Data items
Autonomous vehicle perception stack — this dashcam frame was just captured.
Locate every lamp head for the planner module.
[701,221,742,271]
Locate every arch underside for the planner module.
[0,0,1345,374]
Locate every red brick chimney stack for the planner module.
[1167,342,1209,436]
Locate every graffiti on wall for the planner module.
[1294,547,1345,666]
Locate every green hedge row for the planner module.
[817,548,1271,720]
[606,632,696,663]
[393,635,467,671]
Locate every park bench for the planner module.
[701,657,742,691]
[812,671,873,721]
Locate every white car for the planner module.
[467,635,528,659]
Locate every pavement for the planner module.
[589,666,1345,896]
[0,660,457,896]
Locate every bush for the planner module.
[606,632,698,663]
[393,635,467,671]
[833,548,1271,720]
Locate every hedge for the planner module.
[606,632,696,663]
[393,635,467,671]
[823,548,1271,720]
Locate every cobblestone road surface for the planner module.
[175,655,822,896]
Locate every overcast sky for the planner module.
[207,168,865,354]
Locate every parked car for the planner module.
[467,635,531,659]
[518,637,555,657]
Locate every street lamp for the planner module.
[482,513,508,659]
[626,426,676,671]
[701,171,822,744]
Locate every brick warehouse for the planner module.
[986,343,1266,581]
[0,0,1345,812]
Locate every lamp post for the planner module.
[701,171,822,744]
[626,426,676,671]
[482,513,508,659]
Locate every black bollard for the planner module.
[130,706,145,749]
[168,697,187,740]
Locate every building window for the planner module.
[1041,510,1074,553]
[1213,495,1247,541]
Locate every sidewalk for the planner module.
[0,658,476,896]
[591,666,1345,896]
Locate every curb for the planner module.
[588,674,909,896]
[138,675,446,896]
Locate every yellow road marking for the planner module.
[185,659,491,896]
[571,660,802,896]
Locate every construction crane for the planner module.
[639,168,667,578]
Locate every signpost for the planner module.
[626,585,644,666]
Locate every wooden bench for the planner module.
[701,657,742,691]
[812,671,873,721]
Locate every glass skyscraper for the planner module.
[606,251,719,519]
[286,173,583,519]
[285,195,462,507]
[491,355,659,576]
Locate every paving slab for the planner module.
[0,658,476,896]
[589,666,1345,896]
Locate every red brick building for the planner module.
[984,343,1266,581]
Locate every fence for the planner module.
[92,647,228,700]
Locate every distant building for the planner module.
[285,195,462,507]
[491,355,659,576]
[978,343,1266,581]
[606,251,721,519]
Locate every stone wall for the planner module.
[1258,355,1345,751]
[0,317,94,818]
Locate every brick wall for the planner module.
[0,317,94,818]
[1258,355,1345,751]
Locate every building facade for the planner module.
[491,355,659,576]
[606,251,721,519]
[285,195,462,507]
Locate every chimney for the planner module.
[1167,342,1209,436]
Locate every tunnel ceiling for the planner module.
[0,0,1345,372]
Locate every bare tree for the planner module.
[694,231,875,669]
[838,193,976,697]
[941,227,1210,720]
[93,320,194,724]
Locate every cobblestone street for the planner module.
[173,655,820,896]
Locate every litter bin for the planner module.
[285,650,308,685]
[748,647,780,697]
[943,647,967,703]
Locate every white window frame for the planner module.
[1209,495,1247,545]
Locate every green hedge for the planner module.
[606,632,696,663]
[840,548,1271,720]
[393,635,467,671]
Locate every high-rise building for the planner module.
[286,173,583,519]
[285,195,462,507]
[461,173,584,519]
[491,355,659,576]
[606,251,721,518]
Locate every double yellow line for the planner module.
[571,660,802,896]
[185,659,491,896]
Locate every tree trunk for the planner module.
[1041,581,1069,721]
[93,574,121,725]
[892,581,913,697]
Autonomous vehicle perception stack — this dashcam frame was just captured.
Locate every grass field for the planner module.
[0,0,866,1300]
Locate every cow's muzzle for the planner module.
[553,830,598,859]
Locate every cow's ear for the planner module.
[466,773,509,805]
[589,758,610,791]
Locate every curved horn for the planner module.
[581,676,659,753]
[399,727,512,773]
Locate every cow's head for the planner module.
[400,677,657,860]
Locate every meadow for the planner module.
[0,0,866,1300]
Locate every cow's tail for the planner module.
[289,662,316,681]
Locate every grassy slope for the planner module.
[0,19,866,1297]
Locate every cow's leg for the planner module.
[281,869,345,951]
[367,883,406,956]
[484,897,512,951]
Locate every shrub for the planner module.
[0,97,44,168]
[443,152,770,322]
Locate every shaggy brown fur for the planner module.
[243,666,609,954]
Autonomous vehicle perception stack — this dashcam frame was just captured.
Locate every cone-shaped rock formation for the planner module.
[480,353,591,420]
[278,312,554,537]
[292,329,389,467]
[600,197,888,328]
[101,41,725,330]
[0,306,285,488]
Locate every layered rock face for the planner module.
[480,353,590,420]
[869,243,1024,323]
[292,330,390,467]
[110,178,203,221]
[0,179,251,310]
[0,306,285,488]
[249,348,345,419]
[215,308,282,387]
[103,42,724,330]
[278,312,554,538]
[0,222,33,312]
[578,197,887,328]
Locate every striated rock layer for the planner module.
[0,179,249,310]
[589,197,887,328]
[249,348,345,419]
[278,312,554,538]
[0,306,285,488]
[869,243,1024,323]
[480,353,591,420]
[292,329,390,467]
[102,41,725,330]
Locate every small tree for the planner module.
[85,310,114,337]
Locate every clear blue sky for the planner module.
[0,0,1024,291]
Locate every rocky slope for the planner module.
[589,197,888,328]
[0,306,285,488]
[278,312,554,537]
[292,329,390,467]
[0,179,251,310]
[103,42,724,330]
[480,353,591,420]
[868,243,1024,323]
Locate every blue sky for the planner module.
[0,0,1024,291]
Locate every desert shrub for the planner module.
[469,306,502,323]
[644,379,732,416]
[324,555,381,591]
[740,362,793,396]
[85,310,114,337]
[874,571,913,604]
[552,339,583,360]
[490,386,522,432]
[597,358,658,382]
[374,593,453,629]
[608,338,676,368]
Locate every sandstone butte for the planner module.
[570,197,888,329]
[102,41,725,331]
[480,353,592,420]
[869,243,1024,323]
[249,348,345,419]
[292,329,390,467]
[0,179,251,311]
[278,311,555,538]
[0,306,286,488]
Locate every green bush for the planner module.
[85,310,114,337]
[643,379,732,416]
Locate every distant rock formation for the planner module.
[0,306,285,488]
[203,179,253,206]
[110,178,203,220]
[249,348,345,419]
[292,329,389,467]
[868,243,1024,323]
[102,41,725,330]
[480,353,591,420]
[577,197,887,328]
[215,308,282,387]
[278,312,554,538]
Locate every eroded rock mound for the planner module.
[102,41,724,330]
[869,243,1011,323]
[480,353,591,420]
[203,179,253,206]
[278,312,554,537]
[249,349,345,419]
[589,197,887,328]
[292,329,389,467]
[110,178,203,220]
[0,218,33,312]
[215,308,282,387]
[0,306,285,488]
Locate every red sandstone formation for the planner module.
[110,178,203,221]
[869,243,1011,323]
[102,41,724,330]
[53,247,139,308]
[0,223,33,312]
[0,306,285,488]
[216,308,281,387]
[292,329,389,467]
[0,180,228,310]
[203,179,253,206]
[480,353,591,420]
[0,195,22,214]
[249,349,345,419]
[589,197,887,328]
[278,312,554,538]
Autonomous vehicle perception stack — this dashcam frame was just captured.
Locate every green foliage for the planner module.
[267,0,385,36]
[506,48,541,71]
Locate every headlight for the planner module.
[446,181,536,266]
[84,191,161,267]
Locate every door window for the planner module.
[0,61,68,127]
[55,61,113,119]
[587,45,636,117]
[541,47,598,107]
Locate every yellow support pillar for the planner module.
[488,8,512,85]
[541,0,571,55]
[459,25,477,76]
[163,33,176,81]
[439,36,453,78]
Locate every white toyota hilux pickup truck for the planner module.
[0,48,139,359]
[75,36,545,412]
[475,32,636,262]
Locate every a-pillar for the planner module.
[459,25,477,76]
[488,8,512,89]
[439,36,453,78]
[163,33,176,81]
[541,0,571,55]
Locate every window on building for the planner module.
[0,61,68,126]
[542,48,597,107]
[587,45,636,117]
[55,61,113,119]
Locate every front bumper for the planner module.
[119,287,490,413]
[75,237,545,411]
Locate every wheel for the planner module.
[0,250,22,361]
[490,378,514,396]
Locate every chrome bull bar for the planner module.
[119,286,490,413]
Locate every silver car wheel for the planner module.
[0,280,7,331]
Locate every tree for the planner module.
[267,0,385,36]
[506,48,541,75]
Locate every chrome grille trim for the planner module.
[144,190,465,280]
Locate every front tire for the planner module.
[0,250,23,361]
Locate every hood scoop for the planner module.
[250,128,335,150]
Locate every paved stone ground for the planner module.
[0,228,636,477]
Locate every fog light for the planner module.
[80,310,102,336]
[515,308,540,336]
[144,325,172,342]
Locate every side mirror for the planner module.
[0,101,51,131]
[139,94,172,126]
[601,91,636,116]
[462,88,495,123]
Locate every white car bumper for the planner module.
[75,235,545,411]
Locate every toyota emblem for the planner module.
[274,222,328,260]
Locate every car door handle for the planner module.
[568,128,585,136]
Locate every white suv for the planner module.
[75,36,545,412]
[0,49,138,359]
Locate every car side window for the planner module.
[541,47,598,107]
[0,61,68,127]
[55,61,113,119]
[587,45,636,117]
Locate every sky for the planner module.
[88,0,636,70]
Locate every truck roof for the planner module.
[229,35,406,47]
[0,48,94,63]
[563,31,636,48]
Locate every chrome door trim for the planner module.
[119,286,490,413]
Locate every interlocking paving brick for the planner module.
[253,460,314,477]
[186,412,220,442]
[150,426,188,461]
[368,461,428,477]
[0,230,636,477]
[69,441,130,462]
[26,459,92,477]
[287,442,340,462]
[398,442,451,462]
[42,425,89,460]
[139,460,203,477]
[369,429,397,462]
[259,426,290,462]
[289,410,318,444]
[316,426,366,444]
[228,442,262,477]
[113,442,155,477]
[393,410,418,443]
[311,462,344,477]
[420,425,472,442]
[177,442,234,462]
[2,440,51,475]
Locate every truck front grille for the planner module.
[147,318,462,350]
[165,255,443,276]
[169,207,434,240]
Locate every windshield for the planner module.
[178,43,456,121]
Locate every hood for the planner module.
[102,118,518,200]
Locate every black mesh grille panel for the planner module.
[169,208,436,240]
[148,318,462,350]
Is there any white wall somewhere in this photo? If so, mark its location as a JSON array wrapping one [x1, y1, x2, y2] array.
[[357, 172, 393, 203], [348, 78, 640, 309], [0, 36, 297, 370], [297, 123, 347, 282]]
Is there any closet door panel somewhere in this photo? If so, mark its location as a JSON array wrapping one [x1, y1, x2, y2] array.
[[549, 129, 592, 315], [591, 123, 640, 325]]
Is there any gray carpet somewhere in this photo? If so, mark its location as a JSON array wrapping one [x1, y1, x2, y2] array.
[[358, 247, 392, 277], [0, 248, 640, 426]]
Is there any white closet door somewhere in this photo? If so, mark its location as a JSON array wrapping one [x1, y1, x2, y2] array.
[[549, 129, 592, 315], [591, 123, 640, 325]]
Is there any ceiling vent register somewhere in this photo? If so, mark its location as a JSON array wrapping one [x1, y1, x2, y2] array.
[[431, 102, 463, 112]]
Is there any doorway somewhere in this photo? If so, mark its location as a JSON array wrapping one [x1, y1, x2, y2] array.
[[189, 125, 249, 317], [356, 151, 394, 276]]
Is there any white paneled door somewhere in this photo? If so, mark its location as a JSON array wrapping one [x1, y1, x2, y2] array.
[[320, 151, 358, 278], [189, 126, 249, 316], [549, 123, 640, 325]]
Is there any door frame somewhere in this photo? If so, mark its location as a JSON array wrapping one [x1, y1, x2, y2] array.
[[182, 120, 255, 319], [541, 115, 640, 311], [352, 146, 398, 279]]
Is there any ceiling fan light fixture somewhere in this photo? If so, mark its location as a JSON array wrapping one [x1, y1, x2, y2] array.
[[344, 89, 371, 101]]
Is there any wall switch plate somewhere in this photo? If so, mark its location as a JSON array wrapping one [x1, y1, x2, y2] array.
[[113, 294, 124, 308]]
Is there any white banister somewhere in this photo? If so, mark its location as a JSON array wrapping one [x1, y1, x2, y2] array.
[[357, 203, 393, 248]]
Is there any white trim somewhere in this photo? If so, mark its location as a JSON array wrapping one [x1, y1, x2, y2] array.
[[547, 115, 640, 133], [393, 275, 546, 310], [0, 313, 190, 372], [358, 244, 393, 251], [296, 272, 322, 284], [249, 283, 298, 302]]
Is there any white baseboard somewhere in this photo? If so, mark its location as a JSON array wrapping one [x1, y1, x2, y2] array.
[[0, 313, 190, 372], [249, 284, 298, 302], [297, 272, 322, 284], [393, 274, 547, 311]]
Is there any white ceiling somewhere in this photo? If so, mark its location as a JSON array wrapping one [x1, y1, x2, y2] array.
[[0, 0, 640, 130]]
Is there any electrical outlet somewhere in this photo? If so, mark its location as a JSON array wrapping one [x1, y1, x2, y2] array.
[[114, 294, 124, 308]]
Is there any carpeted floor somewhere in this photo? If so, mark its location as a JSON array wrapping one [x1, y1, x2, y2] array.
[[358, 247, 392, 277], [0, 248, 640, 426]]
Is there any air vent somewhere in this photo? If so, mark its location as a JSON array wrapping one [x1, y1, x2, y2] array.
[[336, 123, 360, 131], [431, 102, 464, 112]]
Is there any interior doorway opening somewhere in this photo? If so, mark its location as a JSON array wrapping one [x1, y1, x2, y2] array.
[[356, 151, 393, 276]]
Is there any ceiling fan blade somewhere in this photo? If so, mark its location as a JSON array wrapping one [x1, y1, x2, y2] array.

◆ What is needed
Copy out, word for word, the stretch of items from the line containing "Locate every paved" through the line containing "[88,0,636,70]", with both of those lines included.

◆ Solution for this task
Locate every paved stone ground for the planner module.
[0,228,636,477]
Locate every fog light for the planner module.
[80,310,102,336]
[515,308,540,336]
[144,325,172,342]
Locate every side mirror for the planner module.
[0,101,51,131]
[139,94,172,126]
[601,91,636,116]
[462,88,495,123]
Locate every white car bumper for the planner module.
[75,235,545,411]
Locate every toyota emblem for the planner module.
[274,222,328,260]
Locate every car door handle for the planner module.
[568,128,585,136]
Locate every white suv for the planner module.
[75,36,545,412]
[0,49,138,359]
Locate every car side window for the planner module.
[541,47,598,107]
[0,61,68,127]
[55,61,113,119]
[587,45,636,117]
Locate every sky for the planner module.
[88,0,636,70]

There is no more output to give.